Stored items>

☆ ☆ ☆

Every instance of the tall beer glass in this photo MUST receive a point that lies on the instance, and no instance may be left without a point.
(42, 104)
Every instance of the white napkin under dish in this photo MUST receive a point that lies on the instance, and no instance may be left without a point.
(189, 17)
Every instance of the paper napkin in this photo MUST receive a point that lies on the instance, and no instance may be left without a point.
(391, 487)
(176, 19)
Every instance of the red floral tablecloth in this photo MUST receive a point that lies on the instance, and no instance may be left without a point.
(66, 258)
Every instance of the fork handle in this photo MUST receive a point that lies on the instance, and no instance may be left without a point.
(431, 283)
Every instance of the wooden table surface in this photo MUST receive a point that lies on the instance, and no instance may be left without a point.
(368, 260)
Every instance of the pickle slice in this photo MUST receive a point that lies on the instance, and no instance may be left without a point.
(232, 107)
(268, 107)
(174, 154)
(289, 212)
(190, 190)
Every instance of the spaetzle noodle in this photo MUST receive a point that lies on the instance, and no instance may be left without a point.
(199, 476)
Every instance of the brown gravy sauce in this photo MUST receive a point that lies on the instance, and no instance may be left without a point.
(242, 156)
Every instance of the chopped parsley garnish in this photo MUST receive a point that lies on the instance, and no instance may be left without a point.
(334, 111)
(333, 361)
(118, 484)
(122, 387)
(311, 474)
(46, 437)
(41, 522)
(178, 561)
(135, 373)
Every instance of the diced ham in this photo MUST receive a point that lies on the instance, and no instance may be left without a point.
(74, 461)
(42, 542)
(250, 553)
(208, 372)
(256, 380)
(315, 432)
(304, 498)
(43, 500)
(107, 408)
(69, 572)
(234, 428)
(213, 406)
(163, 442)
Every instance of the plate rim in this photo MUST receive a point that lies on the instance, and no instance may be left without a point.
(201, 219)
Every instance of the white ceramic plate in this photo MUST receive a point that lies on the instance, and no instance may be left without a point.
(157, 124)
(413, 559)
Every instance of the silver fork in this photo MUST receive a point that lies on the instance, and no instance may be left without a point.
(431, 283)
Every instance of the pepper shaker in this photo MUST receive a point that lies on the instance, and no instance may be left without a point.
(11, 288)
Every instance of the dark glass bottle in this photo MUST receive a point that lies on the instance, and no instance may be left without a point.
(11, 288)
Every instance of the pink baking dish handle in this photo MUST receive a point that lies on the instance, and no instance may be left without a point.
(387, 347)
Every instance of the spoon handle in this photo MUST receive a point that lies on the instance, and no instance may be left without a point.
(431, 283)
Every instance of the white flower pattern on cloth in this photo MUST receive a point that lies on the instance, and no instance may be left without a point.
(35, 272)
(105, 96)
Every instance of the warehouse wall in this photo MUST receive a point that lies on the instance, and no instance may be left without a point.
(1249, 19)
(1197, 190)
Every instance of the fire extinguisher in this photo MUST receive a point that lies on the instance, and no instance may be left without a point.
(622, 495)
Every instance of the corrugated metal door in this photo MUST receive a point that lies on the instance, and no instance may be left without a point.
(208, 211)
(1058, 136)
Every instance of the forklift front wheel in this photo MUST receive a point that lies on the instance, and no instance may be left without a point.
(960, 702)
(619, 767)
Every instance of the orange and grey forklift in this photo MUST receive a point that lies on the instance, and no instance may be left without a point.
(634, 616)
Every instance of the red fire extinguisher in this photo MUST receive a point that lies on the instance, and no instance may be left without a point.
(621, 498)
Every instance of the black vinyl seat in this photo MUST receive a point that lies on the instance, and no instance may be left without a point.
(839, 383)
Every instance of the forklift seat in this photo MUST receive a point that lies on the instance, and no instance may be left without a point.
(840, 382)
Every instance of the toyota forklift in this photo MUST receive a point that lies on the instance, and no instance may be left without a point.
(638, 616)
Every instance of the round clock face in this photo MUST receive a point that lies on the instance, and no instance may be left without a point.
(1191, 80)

☆ ☆ ☆

Aim>
Copy the stored items above verbatim, reproducing every line in full.

Exercise output>
Every instance of the tall beer glass in this photo MUST receive a point that lies on the instance, and no instance may be left without a point.
(42, 104)
Every instance of the white napkin under dish in this photo MUST receive a point that lies on the instance, and no instance may be left without a point.
(189, 17)
Every instance of the paper napkin in this photo MUST receive a point that lies on the instance, and no instance may be left without a point.
(391, 487)
(176, 19)
Every instance of the red floral tablecloth in this photo MUST receive a point that lies on the instance, and no instance may be left without a point.
(66, 258)
Every instance of the fork handle in this photo MUST receive a point that lies on the instance, and no instance may be left without a point.
(431, 283)
Every instance of the wooden table surface in this photo MUST receive a point that lies on the instance, and no instance may be left without a point.
(368, 260)
Every instance of the pickle slice in this photo MUST receive a point that lies on the instance, and no instance may be left without a point.
(232, 107)
(268, 107)
(174, 154)
(289, 212)
(190, 190)
Every instance of the spaetzle noodle in this photo MUST receive a point that lies on the instance, and no instance may be left without a point.
(199, 476)
Every instance of the brown gravy sauce in this photo MUST receive a point that lies on the instance, and no instance may be left without a point.
(242, 156)
Every instance of the chopped parsley garnish in this photo MUST receive a point that lies on the instance, and no instance may be left without a point.
(334, 111)
(333, 361)
(118, 484)
(122, 387)
(311, 474)
(46, 437)
(41, 522)
(178, 561)
(135, 373)
Every instance of the diced ham in this photo MUST receive a point that lies on the instance, and no instance may be left without a point.
(74, 461)
(42, 542)
(250, 553)
(208, 372)
(256, 380)
(315, 432)
(304, 498)
(43, 500)
(107, 408)
(69, 572)
(234, 428)
(213, 406)
(163, 442)
Every instance of the plate rim in this photo MUST receive a point that lies on the instance, and no instance may be left without a point.
(201, 219)
Every instance of the white ceramic plate in this photo MUST receive a point that lies on the instance, and no instance may be left without a point.
(157, 124)
(413, 559)
Every instance of the silver fork in this photo MUST receive a point that lies on the instance, and no instance may be left without a point.
(431, 283)
Every instance of the pepper shaker in this photo MUST receive a point that lies on the instance, and no instance may be left without a point.
(11, 288)
Every instance of the dark glass bottle in this photo MUST receive a point that lies on the instance, and no instance may be left without a point.
(11, 288)
Every instance of the pink baking dish handle in this photo MUST receive a point that lies on the instance, and no instance may be left without a point.
(387, 347)
Every instance of the spoon handle in this photo MUST receive a point that lies on the instance, and no instance may be left without a point.
(431, 283)
Every instance of the white flower pattern on cloth in this photo MUST receive a point that lies on the instance, and no instance may be left without a point.
(35, 272)
(105, 96)
Every instance of the warehouse wall in this photo MUST receive a point that lies on the instance, and no instance may be left without a point.
(1249, 19)
(1197, 190)
Every instance of the fire extinguisher in this photo MUST receive a point that lies on the instance, and no instance may be left without a point.
(622, 495)
Every instance of the corrugated metal door in this photo MUST receive a point that lies on the instance, and no instance may be left without a point.
(208, 211)
(1058, 136)
Every instance of the forklift front wheel in this photo MUST receive a point that lies on the instance, and no instance may be left without a point.
(960, 702)
(619, 767)
Every instance of the orange and grey forklift in this photo MUST receive a point that lies on the instance, and no instance may be left without a point.
(634, 616)
Every instance of the red fire extinguisher in this photo MUST receive a point that lies on the instance, and no instance may be left without a point.
(621, 498)
Every instance of the black vinyl seat in this photo MUST receive a point that lies on the instance, and no instance may be left without a point.
(839, 383)
Every instance of the forklift seat in this photo MUST receive a point that lies on the instance, and no instance may be left without a point.
(840, 382)
Every instance of the toyota forklift in this photo MUST receive a point that lies on the instance, and no instance may be left without a point.
(638, 616)
Every instance of the round clock face in this photo MUST receive a point that lies on the instance, and no instance may be left without a point.
(1191, 80)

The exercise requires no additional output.